WHAT THE TASK ASKS:
Rewrite all the records below, switching every "marker" to "point" and keeping everything else the same. Leave the pictures out of your answer.

-------

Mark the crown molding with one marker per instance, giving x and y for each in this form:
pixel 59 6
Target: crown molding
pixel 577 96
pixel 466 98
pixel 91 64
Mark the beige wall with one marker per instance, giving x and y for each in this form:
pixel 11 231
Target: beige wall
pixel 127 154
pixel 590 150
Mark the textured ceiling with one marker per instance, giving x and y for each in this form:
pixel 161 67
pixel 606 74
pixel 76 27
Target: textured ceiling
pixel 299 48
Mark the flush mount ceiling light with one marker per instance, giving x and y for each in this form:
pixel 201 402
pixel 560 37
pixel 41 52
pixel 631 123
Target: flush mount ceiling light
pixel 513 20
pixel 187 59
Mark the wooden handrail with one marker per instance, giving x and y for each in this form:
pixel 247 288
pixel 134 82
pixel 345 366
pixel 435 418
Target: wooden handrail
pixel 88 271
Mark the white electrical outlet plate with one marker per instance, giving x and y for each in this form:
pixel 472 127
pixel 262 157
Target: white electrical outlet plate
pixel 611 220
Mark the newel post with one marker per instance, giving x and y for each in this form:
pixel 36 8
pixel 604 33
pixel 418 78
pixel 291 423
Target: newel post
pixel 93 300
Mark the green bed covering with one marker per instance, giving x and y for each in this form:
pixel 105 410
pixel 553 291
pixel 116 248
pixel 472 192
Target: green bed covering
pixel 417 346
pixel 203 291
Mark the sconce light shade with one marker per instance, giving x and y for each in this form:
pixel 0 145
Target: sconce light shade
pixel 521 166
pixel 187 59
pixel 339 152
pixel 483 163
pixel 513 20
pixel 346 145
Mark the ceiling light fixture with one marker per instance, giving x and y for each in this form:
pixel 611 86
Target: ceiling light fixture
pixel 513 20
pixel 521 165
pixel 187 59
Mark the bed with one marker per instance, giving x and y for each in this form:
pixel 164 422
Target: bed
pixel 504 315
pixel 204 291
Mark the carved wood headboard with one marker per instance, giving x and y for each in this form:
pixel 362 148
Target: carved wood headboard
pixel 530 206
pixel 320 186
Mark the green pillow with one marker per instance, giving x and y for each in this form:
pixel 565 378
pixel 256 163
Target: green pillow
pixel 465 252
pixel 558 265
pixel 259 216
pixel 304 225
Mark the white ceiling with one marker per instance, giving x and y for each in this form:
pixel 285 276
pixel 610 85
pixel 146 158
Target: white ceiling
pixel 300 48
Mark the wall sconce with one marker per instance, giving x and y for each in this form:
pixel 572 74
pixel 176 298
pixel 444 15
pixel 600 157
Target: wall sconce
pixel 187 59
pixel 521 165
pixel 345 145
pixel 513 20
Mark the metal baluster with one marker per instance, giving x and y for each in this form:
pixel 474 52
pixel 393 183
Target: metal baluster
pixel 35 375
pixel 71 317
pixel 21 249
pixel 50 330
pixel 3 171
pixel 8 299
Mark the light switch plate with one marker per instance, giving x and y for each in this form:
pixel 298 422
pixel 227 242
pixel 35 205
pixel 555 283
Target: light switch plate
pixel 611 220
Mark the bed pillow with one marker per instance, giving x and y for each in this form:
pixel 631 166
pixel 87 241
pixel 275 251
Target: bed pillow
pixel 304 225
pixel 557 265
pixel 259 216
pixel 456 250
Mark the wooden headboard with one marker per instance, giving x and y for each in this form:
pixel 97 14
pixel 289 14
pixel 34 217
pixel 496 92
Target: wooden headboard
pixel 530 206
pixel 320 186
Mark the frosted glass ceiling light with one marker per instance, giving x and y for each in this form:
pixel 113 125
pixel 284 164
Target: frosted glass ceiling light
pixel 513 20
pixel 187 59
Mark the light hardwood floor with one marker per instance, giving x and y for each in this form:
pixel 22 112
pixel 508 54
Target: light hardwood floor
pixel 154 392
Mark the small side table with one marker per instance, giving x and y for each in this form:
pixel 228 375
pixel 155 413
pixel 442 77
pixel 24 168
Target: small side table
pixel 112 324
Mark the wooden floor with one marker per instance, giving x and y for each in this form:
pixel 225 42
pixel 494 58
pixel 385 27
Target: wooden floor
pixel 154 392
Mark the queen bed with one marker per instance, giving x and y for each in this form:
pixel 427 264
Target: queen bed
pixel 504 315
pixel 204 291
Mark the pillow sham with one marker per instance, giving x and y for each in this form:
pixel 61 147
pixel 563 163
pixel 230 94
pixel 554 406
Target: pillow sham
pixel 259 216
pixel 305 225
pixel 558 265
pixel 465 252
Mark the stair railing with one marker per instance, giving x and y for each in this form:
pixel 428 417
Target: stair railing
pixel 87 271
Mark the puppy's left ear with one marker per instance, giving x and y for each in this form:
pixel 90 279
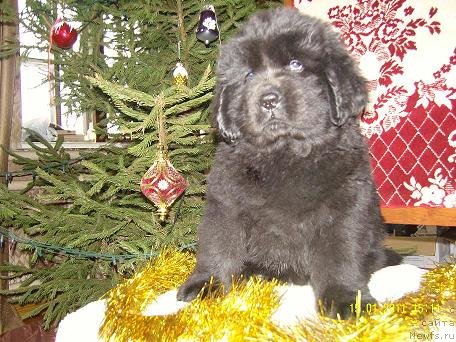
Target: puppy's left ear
pixel 346 87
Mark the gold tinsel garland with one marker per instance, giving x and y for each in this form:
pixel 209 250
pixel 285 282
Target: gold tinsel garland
pixel 244 314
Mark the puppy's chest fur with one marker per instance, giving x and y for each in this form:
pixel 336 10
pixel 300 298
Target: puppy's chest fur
pixel 286 206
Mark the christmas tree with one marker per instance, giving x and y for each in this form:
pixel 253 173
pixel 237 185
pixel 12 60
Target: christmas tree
pixel 86 223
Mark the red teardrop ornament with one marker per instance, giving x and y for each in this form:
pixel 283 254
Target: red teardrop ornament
pixel 162 184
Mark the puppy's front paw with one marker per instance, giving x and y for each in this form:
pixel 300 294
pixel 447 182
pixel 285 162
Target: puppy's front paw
pixel 192 287
pixel 341 302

-------

REPLY TO THE EXERCISE:
Mark the crown molding with one point per instance, giving x and y for each in this form:
pixel 59 6
Target: crown molding
pixel 577 96
pixel 466 98
pixel 91 64
Mark the beige wall with one point per instance, giving x and y for each in this form:
pixel 11 231
Target: beige wall
pixel 127 154
pixel 590 150
Mark the textured ceiling with one point per instance, giving x and y for each in this form:
pixel 161 67
pixel 606 74
pixel 76 27
Target: textured ceiling
pixel 299 48
Mark the flush mount ceiling light with one point per instance, giving x and y for each in this form:
pixel 201 402
pixel 560 37
pixel 41 52
pixel 631 123
Target: flush mount ceiling light
pixel 513 20
pixel 187 59
Mark the wooden handrail with one point per instance, giving x and y for each in this form:
pixel 247 288
pixel 134 82
pixel 345 366
pixel 435 418
Target: wooden handrail
pixel 88 271
Mark the white electrical outlet plate with one point per instance, giving x and y for each in this form:
pixel 472 127
pixel 262 157
Target: white electrical outlet plate
pixel 611 220
Mark the newel post with one point per instance, giving x and y for each in this form:
pixel 36 8
pixel 604 33
pixel 418 78
pixel 291 423
Target: newel post
pixel 93 300
Mark the green bed covering with one point per instance, giving x and y for each in this form:
pixel 105 410
pixel 553 291
pixel 116 248
pixel 472 192
Target: green bed covering
pixel 417 346
pixel 203 291
Mark the sconce light shade with one point per instance, giving x and y for each in this form:
pixel 0 145
Target: sconce light shade
pixel 521 166
pixel 187 59
pixel 339 152
pixel 483 163
pixel 513 20
pixel 346 145
Mark the ceiling light fixture with one point per instance, giving x and y for each in this form:
pixel 611 86
Target: ceiling light fixture
pixel 513 20
pixel 521 165
pixel 187 59
Mark the bed with one point per instance, giving x and y for each in this form:
pixel 164 422
Target: bed
pixel 504 315
pixel 204 291
Mark the carved wood headboard with one point per instance, giving x and y for each in this form:
pixel 362 148
Target: carved wood headboard
pixel 530 206
pixel 320 186
Mark the green pillow with one point per instance, giving x and y for each in this form:
pixel 565 378
pixel 256 163
Target: green pillow
pixel 465 252
pixel 558 265
pixel 259 216
pixel 304 225
Mark the white ceiling with one point per instance, giving x and y for each in this form:
pixel 285 276
pixel 610 85
pixel 146 158
Target: white ceiling
pixel 300 48
Mark the wall sconce with one point per instance, giving x and y for each in this form:
pixel 572 74
pixel 176 298
pixel 444 15
pixel 600 157
Target: wall sconce
pixel 187 59
pixel 521 165
pixel 345 145
pixel 513 20
Mark the metal baluster with one point per instance, giving x and y for each in this form:
pixel 474 52
pixel 393 183
Target: metal baluster
pixel 35 375
pixel 71 317
pixel 21 249
pixel 50 330
pixel 3 171
pixel 8 299
Mark the light switch plate with one point per instance, giving x and y for each in this form:
pixel 298 422
pixel 227 242
pixel 35 205
pixel 555 283
Target: light switch plate
pixel 611 220
Mark the bed pillow with one point per instance, giving x and y for each in this form:
pixel 631 166
pixel 87 241
pixel 275 251
Target: bed pillow
pixel 304 225
pixel 557 265
pixel 259 216
pixel 456 250
Mark the wooden headboard with one point per instance, giving x and y for each in this form:
pixel 97 14
pixel 289 14
pixel 34 217
pixel 496 92
Target: wooden headboard
pixel 530 206
pixel 320 186
Mark the frosted glass ceiling light with one point per instance, giving x and y for each in this form:
pixel 113 125
pixel 284 164
Target: frosted glass ceiling light
pixel 513 20
pixel 187 59
Mark the light hardwood floor with one point per instance, giving x and y for each in this form:
pixel 22 112
pixel 508 54
Target: light hardwood floor
pixel 154 392
Mark the small side table with one point per instance, giving x and y for each in this form:
pixel 228 375
pixel 155 413
pixel 442 77
pixel 24 168
Target: small side table
pixel 112 324
Mark the wooden floor with one point per instance, giving x and y for each in this form:
pixel 225 42
pixel 494 58
pixel 385 27
Target: wooden floor
pixel 154 392
Mark the queen bed with one point per instance, giving x and y for each in this form:
pixel 427 264
Target: queen bed
pixel 504 315
pixel 204 291
Mark the pillow sham with one point per instance, giving x and y for each in this form:
pixel 61 147
pixel 563 163
pixel 230 94
pixel 554 406
Target: pillow sham
pixel 259 216
pixel 305 225
pixel 558 265
pixel 465 252
Mark the stair railing with one point per instance, giving x and y for each in this form:
pixel 428 417
Target: stair railing
pixel 87 271
Mark the puppy's left ear with one point per instance, giving x and y for each in this form:
pixel 90 279
Target: puppy's left ear
pixel 346 87
Mark the gold tinsel garland with one point per instance, giving x and y for each in this form:
pixel 209 250
pixel 285 282
Target: gold tinsel garland
pixel 244 314
Mark the puppy's chest fur with one point per instance, giving x and y for each in this form:
pixel 336 10
pixel 300 298
Target: puppy's chest fur
pixel 286 206
Mark the christmas tree with one point per instance, giving x and y for each in this form:
pixel 253 173
pixel 237 185
pixel 12 60
Target: christmas tree
pixel 86 223
Mark the red teardrop ornament with one point per instance, giving x and y for each in this form:
pixel 283 254
Target: red teardrop ornament
pixel 162 184
Mark the puppy's front paw with one point per instance, giving x and y for each in this form:
pixel 300 294
pixel 447 182
pixel 285 162
Target: puppy's front paw
pixel 192 287
pixel 341 302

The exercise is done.